• **Material for the task**:
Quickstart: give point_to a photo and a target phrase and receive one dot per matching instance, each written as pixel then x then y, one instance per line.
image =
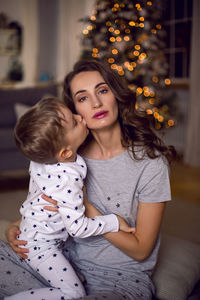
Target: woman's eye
pixel 82 99
pixel 103 91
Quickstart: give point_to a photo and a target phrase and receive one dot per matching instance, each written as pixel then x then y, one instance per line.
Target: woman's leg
pixel 16 275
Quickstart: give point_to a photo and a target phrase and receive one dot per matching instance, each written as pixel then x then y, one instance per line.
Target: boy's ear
pixel 65 153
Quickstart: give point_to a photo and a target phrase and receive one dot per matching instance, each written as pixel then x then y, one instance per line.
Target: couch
pixel 10 157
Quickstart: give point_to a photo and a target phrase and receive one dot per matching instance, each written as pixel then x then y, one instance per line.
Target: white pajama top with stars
pixel 43 230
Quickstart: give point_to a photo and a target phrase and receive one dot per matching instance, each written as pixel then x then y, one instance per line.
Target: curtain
pixel 192 145
pixel 69 33
pixel 29 19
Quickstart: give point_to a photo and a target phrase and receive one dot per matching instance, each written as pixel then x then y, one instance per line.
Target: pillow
pixel 178 268
pixel 20 109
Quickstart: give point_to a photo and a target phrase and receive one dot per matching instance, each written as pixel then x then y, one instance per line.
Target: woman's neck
pixel 105 144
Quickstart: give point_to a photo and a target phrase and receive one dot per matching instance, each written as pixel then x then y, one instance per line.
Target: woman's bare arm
pixel 140 244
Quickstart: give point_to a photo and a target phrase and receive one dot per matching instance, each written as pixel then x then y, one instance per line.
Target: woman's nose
pixel 78 118
pixel 96 102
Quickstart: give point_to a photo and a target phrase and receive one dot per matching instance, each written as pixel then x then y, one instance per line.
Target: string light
pixel 132 23
pixel 85 31
pixel 111 60
pixel 125 30
pixel 167 81
pixel 114 51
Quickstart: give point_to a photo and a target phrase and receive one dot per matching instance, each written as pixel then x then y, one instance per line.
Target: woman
pixel 127 175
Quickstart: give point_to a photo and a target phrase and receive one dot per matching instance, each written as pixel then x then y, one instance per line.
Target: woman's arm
pixel 140 244
pixel 11 233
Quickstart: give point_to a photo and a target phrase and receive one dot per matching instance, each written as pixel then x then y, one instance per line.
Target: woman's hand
pixel 11 234
pixel 123 225
pixel 50 200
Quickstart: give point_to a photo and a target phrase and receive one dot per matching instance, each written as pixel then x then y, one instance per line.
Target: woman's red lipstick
pixel 100 114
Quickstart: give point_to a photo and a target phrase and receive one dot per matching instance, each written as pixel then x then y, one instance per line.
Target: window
pixel 177 16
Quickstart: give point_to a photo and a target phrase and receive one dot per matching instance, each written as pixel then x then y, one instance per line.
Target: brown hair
pixel 135 125
pixel 40 133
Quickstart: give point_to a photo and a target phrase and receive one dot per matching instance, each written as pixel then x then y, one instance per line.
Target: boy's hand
pixel 123 225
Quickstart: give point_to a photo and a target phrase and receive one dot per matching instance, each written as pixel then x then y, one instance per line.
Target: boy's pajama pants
pixel 56 269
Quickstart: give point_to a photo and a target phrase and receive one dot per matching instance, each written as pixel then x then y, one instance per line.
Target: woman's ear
pixel 65 154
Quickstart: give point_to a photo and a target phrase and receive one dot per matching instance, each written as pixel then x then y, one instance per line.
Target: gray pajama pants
pixel 17 276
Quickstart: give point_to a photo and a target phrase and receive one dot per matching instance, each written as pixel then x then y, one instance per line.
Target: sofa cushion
pixel 28 96
pixel 178 268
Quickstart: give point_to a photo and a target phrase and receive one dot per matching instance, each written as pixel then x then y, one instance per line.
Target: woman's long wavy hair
pixel 136 126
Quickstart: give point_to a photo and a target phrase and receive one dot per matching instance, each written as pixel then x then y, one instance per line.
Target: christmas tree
pixel 127 35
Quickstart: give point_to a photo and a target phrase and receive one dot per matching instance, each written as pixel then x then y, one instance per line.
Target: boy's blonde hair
pixel 40 132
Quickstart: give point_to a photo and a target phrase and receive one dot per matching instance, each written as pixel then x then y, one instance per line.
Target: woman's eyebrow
pixel 96 86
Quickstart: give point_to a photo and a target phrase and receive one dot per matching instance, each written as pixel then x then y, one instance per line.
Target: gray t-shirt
pixel 116 185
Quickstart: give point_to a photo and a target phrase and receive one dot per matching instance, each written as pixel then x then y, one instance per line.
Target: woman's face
pixel 94 100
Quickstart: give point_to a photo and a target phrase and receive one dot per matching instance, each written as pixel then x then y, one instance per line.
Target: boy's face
pixel 76 129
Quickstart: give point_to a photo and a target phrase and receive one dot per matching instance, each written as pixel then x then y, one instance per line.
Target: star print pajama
pixel 44 230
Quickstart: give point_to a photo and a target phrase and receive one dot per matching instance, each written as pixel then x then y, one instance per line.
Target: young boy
pixel 50 135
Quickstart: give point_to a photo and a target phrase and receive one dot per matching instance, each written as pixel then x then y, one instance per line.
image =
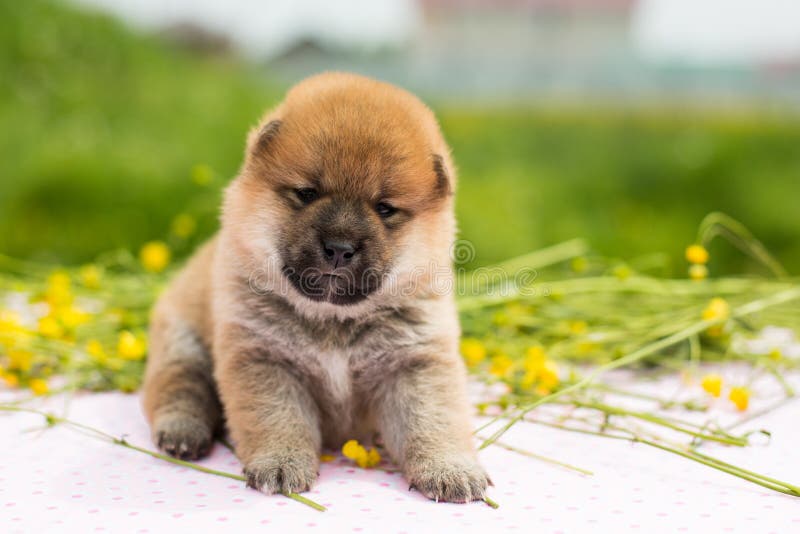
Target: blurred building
pixel 711 52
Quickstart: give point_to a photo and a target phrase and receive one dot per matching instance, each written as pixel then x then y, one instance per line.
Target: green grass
pixel 101 128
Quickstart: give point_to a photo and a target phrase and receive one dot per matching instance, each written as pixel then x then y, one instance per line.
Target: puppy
pixel 323 309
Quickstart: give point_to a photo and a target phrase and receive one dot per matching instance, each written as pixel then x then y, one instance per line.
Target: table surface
pixel 56 479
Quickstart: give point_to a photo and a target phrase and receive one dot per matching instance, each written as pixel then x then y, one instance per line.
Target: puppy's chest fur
pixel 345 363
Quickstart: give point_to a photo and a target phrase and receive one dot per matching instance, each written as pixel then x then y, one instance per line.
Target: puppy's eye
pixel 306 195
pixel 385 210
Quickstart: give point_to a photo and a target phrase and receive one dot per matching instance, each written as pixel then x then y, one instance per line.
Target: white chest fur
pixel 336 371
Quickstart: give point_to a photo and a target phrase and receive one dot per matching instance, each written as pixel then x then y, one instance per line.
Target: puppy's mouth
pixel 339 287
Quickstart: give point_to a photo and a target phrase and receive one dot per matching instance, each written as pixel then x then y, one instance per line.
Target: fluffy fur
pixel 292 362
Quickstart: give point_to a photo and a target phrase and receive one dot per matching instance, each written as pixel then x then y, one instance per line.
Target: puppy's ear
pixel 443 186
pixel 266 136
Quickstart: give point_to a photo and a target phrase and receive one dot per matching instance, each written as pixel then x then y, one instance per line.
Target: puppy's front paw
pixel 283 472
pixel 451 479
pixel 183 436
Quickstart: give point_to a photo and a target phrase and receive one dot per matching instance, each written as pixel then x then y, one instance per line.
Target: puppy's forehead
pixel 363 142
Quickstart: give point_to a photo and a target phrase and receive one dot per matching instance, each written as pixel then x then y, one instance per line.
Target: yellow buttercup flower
pixel 183 225
pixel 131 347
pixel 38 386
pixel 698 271
pixel 9 320
pixel 95 349
pixel 740 397
pixel 363 458
pixel 11 380
pixel 90 276
pixel 501 364
pixel 155 256
pixel 473 350
pixel 20 360
pixel 712 384
pixel 59 290
pixel 71 317
pixel 717 309
pixel 696 254
pixel 10 328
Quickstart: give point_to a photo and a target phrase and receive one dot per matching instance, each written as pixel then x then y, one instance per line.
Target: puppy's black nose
pixel 338 253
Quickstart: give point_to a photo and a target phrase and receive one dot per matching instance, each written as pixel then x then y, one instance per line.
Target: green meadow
pixel 106 135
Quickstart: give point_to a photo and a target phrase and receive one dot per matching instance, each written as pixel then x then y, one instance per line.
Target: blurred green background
pixel 108 133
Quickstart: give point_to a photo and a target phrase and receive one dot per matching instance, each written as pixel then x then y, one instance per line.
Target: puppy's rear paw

• **Written problem**:
Gather every line from the records above that contains the word "green", copying each one in full.

• **Finished exercise**:
Target: green grass
Target: green meadow
Target: blurred green background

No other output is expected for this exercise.